**Goal:**
Write out every one of the rows below as a numbered list, leaving out any blank lines.

**Extracted entries:**
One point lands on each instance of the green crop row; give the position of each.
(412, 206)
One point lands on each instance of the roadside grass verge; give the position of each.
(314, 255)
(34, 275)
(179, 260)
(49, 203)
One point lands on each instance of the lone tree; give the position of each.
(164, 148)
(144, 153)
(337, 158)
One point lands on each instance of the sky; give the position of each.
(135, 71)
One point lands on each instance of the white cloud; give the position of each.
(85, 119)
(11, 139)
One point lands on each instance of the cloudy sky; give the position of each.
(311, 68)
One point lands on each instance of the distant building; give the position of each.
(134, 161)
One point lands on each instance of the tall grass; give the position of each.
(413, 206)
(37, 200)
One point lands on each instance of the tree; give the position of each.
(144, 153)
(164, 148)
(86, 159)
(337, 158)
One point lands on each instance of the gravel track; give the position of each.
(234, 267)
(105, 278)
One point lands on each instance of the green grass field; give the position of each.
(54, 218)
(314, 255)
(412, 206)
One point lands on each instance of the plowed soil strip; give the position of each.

**Complete output:**
1. One point lands on each instance of the green crop row; give the position of each.
2. (412, 206)
3. One point lands on each instance of the roadside grass verge; give the position of each.
4. (314, 255)
5. (34, 275)
6. (179, 260)
7. (49, 203)
8. One point lands on each instance of the lone tree; give the position of each.
9. (164, 148)
10. (144, 153)
11. (337, 158)
12. One point lands on each instance of the sky; give the position of each.
13. (135, 71)
14. One point lands on each instance of the white cloud; give the position of each.
15. (85, 119)
16. (11, 139)
17. One point lands on each instance of the cloudy sky; give the position of each.
18. (311, 68)
19. One point lands on each instance of the distant building; give the position of each.
20. (134, 161)
21. One point lands on each instance of the tall grass; give the position of each.
22. (413, 206)
23. (37, 200)
24. One point lands on each instance of the tree; give the position of each.
25. (144, 153)
26. (164, 148)
27. (86, 159)
28. (337, 158)
29. One point lands on each instance of the gravel track; give the position of each.
30. (234, 267)
31. (105, 278)
32. One point lands on each instance of the green grass field; give the position of each.
33. (54, 218)
34. (314, 255)
35. (412, 206)
36. One point lands on each instance of the plowed soil strip; give the position of each.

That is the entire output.